*Texte fourni*
□ □ □ □
Saisir l’opportunité du regain des introductions en bourse
Saisir l’opportunité du regain des introductions en bourse, tel est le credo des pouvoirs publics.
A l’heure de la promotion des sources de financement alternatives au crédit bancaire (crowdfunding ; libéralisation des valeurs mobilières), s’interroger sur l’attractivité de notre corpus français d’encadrement de ces opérations et en adapter les dispositions s’impose.
A cet égard, le rapport sur les introductions en bourse issu des travaux du groupe de travail AMF publié le 25 septembre 2014 va incontestablement dans le bon sens.
Les études préalables révèlent paradoxalement un cadre français compétitif mais, comme souvent, certains frottements avec les règles prévalant sur d’autres places de référence concurrentes pourraient être utilement supprimés. Donner la possibilité aux analystes des banques du syndicat d’accéder aux informations en amont de la publication du document de base y contribuerait. En ce qu’il permet d’offrir moins de prise à la volatilité des marchés par le raccourcissement du calendrier d’opération qu’il entraine, cet alignement sur la pratique la plus répandue en Europe serait bienvenu. L’intégrité du marché serait préservée par l’accès des autres analystes (hors syndicat) dès la publication du document enregistré puis, dans la note d’information, par la mention des informations privilégiées, le cas échéant, communiquées.
Sur le fond, la plus emblématique proposition porte sur la langue d’établissement du prospectus d’introduction et la possibilité, pour les émetteurs étrangers mais aussi français, de recourir à la langue anglaise en cas d’offre au public de titres financiers, sous réserve de l’établissement d’un résumé en français. Un tabou est enfin levé. Tabou car l’on sait que la loi Toubon ne constituait pas un obstacle dirimant et que l’utilisation de la langue anglaise comme langue de référence des affaires appelle, dans un contexte fortement concurrentiel, à offrir aux émetteurs la liberté de choix de la langue de leur documentation d’introduction. L’obligation d’un résumé en français nous apparait comme répondant avec discernement aux exigences juridiques préexistantes tout autant qu’à la logique de protection-information des investisseurs retail français. On souhaitera toutefois que, aussi légitimes qu’elles soient, les préconisations (caractère international du contexte de l’opération et de l’environnement de l’émetteur ; absence de volonté de développer un bassin retail) ne soient pas des conditions d’accès à cette liberté mais de simples orientations, appelées donc à figurer dans une recommandation et non une position AMF.
□ □ □ □
*Ensemble d'items*

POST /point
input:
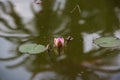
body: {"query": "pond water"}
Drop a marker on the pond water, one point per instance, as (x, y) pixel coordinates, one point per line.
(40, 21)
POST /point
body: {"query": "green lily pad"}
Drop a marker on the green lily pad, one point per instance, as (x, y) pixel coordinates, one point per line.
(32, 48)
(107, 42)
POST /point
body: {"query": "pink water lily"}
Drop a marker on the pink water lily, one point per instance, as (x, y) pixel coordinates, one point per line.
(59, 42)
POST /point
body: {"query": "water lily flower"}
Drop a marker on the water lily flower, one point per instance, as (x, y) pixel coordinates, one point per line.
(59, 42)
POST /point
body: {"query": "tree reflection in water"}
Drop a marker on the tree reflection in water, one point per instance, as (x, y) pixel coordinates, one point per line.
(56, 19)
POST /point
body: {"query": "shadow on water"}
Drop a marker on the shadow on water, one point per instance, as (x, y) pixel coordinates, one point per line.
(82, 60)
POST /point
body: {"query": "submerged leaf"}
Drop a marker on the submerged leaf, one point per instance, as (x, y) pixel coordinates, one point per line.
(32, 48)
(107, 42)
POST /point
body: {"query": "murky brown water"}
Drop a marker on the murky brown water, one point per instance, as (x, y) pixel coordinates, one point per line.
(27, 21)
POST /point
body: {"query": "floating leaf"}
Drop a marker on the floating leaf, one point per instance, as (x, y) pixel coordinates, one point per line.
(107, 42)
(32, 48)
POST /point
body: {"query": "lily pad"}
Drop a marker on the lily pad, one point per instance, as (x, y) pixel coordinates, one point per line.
□ □ □ □
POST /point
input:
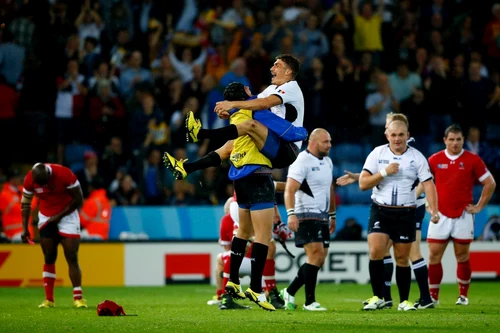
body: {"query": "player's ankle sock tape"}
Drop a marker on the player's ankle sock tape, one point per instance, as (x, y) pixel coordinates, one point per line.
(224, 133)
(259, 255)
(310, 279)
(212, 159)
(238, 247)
□ □ □ □
Pouvez-vous reproduire, dans le texte sur les introductions en bourse, le passage qui s'ouvre sur les mots contenant "A l’heure de" et se termine par "le bon sens." ? Les items qui précèdent n'ont aucun lien avec le texte sur les introductions en bourse.

*Réponse ci-dessous*
A l’heure de la promotion des sources de financement alternatives au crédit bancaire (crowdfunding ; libéralisation des valeurs mobilières), s’interroger sur l’attractivité de notre corpus français d’encadrement de ces opérations et en adapter les dispositions s’impose.
A cet égard, le rapport sur les introductions en bourse issu des travaux du groupe de travail AMF publié le 25 septembre 2014 va incontestablement dans le bon sens.